Dataset content:

++++++++++

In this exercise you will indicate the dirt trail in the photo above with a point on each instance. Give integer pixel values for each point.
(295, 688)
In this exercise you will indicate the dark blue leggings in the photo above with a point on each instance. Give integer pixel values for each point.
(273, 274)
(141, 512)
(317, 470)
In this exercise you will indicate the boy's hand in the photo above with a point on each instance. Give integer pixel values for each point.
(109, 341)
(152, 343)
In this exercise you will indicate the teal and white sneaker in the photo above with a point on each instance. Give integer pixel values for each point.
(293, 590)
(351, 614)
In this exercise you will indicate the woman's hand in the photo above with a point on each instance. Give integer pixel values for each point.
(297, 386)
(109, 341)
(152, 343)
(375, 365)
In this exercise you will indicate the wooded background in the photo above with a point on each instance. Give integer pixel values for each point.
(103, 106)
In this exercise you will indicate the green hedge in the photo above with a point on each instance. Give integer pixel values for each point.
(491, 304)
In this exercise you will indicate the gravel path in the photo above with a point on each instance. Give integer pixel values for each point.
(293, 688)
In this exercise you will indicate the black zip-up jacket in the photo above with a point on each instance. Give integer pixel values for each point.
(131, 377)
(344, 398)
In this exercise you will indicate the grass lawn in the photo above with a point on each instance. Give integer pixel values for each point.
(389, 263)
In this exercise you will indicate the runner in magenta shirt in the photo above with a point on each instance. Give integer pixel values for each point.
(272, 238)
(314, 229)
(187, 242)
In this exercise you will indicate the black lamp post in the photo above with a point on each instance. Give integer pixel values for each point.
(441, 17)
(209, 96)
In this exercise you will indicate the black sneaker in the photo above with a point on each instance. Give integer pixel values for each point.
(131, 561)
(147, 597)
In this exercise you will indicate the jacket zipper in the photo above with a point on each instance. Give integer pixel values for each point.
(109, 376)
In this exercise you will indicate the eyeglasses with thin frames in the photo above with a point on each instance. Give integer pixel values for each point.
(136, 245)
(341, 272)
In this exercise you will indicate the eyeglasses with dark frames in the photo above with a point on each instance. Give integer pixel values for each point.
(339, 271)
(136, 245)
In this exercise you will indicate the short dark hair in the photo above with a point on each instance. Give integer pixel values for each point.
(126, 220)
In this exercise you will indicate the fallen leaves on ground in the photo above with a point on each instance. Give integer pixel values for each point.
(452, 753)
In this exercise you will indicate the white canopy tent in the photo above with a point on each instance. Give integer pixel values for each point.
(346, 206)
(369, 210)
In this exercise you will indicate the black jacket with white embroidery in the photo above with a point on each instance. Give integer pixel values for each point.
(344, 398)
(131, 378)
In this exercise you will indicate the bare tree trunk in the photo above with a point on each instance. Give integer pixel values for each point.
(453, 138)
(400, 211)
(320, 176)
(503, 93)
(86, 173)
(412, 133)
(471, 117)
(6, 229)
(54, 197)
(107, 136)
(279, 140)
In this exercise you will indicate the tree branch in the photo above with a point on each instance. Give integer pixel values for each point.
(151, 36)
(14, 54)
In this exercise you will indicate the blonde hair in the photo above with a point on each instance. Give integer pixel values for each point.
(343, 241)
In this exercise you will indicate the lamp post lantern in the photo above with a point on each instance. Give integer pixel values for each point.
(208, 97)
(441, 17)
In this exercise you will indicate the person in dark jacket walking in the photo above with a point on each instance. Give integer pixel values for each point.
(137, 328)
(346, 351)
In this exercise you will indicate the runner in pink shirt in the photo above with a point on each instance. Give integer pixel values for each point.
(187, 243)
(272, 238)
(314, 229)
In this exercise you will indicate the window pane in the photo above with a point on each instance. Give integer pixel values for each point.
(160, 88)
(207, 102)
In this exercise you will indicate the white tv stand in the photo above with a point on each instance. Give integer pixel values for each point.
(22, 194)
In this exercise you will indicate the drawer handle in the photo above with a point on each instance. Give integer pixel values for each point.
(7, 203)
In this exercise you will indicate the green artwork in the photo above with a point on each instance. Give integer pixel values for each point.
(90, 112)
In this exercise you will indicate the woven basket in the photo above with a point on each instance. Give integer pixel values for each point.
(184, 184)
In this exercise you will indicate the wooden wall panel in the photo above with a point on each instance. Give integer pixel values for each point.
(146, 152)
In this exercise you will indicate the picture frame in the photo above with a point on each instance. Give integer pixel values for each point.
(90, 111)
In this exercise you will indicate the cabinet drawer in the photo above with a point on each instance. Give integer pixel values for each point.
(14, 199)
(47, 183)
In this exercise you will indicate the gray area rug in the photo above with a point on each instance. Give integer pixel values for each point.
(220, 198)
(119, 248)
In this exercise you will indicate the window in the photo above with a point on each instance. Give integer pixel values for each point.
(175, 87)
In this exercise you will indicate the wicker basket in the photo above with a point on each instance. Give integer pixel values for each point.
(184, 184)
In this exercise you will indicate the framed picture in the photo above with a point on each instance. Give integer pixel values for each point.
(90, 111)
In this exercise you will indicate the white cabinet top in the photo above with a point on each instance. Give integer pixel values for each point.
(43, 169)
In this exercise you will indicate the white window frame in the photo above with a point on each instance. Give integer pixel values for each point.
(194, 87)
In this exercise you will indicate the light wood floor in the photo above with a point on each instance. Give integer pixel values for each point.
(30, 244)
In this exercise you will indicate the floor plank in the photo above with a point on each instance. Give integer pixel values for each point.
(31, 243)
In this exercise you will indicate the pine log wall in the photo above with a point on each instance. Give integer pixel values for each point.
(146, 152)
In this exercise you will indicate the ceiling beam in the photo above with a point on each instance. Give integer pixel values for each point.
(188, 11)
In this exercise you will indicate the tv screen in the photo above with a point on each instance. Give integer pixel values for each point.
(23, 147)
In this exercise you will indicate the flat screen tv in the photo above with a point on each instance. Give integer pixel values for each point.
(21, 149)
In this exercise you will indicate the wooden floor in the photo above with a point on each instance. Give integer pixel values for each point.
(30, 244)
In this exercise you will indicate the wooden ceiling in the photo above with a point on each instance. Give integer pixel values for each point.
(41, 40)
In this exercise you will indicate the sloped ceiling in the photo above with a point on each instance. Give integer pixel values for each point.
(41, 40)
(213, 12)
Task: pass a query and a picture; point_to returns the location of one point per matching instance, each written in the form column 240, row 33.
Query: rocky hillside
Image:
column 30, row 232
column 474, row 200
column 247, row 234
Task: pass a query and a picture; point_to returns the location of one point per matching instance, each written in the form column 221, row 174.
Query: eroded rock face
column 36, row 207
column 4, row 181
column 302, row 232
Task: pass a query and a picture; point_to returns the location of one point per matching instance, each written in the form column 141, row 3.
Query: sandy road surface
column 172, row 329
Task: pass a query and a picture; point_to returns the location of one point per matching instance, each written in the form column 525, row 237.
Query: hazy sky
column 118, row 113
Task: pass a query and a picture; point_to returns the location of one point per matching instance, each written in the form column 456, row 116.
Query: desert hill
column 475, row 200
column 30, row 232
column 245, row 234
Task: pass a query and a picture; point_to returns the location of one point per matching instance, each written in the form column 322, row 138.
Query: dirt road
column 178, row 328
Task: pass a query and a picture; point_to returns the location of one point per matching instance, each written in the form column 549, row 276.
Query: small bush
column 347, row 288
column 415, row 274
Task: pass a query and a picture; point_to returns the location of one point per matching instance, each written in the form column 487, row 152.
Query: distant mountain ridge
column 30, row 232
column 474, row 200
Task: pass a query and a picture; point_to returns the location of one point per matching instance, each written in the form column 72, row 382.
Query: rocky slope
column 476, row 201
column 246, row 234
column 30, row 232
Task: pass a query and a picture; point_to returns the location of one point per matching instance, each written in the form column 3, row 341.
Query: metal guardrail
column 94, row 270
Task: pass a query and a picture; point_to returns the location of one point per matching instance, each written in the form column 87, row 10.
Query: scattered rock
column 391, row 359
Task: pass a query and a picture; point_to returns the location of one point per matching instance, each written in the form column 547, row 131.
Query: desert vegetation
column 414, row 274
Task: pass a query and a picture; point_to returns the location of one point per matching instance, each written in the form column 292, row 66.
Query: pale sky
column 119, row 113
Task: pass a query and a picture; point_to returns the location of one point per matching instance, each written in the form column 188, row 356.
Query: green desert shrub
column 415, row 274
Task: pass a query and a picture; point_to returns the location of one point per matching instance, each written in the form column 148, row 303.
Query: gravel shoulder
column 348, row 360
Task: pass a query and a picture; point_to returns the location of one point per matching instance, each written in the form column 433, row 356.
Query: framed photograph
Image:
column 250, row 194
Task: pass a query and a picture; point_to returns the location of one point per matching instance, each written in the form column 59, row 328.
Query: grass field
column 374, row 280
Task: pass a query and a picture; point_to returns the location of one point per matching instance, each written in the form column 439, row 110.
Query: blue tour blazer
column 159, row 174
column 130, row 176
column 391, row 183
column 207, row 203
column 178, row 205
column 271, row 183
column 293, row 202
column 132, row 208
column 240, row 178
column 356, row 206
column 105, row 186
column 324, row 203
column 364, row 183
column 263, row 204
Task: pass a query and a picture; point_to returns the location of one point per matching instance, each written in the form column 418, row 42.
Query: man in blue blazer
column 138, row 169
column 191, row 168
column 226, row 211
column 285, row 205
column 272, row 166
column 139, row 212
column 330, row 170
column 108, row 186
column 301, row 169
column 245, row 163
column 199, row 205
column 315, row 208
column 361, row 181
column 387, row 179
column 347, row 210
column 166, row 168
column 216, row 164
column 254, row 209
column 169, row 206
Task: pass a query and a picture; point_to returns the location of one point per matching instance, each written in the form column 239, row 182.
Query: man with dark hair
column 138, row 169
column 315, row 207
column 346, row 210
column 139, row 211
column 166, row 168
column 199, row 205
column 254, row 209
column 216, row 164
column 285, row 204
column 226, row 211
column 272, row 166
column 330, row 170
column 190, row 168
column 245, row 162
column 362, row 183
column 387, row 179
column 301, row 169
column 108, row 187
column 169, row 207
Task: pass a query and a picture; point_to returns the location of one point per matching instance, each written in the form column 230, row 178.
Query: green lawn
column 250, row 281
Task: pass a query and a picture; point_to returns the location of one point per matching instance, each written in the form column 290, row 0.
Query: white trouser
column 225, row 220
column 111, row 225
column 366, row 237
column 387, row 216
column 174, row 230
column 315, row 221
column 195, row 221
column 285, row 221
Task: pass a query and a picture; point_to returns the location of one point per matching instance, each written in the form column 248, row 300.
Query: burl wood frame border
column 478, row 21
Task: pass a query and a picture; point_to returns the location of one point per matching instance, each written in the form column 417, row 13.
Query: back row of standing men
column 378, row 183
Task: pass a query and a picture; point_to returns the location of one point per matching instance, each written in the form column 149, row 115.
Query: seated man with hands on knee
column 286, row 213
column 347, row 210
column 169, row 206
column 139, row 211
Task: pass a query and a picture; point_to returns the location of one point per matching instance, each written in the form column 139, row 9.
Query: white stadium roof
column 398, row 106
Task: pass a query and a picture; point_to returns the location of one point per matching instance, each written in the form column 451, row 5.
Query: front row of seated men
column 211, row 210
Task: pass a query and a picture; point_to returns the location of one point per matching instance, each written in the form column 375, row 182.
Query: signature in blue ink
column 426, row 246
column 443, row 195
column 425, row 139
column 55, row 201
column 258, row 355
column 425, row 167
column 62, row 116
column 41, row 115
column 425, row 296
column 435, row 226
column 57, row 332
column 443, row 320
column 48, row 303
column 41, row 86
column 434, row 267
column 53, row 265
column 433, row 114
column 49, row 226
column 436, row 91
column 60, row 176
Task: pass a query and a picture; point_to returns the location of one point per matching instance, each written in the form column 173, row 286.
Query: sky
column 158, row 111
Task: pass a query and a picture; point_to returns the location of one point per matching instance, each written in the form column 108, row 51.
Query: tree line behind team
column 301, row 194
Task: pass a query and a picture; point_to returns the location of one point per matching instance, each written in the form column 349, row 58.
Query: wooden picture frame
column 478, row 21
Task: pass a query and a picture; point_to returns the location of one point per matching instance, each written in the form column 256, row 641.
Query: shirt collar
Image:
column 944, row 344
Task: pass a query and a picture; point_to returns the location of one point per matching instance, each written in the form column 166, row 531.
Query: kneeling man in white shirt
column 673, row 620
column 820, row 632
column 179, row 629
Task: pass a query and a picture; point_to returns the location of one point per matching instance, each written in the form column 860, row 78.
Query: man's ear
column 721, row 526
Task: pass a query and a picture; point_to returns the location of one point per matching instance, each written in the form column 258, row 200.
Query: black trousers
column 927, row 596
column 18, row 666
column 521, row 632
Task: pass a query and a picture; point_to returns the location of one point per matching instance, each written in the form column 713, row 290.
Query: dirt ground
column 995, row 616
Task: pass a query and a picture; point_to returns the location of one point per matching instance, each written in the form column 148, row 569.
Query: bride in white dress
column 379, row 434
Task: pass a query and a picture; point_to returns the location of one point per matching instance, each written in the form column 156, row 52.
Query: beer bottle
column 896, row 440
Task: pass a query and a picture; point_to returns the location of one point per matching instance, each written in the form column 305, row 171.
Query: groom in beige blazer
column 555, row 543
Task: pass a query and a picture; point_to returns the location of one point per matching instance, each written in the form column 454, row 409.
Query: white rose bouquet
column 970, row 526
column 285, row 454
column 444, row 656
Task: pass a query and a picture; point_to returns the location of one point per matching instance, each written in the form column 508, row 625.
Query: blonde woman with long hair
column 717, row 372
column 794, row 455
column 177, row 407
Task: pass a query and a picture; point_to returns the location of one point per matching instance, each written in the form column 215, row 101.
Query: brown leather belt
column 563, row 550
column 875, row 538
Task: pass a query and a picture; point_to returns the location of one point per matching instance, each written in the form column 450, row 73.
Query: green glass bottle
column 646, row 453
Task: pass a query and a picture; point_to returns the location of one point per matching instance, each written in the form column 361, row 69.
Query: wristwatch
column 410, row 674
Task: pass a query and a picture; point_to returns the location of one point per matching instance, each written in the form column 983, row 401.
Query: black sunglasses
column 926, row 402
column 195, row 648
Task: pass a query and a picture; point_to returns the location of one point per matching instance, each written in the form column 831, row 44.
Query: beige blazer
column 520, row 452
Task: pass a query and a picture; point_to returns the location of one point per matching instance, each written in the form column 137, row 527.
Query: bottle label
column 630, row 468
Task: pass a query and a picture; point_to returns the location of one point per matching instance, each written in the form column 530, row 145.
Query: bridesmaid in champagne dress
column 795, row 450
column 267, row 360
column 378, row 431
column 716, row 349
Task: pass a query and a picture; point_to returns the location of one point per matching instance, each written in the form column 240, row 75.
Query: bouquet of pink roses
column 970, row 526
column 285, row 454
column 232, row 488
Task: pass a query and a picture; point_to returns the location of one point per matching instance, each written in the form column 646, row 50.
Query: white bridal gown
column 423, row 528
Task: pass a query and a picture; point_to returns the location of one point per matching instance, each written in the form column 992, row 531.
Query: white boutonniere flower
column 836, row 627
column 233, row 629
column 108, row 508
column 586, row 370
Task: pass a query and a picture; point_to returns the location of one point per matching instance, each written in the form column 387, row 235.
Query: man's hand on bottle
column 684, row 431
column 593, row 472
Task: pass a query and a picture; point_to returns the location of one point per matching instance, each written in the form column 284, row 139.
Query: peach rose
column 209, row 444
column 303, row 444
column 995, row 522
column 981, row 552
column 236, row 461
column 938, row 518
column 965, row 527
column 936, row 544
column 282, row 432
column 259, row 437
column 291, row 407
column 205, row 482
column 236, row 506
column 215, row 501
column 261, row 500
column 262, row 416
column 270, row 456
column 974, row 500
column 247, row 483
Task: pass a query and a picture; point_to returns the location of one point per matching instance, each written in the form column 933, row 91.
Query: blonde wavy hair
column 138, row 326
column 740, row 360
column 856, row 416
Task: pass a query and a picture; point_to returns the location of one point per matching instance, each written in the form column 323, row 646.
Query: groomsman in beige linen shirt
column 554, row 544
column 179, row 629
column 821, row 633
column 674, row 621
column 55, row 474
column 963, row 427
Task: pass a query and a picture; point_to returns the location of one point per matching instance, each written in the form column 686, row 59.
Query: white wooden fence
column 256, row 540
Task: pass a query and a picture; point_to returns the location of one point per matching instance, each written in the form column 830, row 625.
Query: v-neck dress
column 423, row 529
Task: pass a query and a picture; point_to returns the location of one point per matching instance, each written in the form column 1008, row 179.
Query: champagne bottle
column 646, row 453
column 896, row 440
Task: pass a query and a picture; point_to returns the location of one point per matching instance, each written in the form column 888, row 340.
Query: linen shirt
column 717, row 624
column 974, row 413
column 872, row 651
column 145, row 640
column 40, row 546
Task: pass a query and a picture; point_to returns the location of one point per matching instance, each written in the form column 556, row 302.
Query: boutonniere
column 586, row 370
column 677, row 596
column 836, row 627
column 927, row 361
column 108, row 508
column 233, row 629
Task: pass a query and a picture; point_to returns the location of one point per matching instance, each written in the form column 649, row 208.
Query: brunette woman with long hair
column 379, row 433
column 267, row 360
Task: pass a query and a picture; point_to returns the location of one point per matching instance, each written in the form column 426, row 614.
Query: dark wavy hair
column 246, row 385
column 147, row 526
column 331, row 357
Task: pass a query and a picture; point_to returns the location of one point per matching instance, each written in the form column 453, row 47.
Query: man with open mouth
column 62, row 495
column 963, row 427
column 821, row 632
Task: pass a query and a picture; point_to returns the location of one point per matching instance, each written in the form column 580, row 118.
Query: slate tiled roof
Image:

++++++++++

Problem statement: Copy only this part of the entries above: the line with "Query: rocky hillside", the line with "221, row 174.", and the lines between, all exactly as written.

Your solution:
Query: rocky hillside
Image:
column 30, row 232
column 474, row 200
column 247, row 234
Task: pass a query and a picture; point_to returns the location of one point per matching instance, each written in the form column 221, row 174.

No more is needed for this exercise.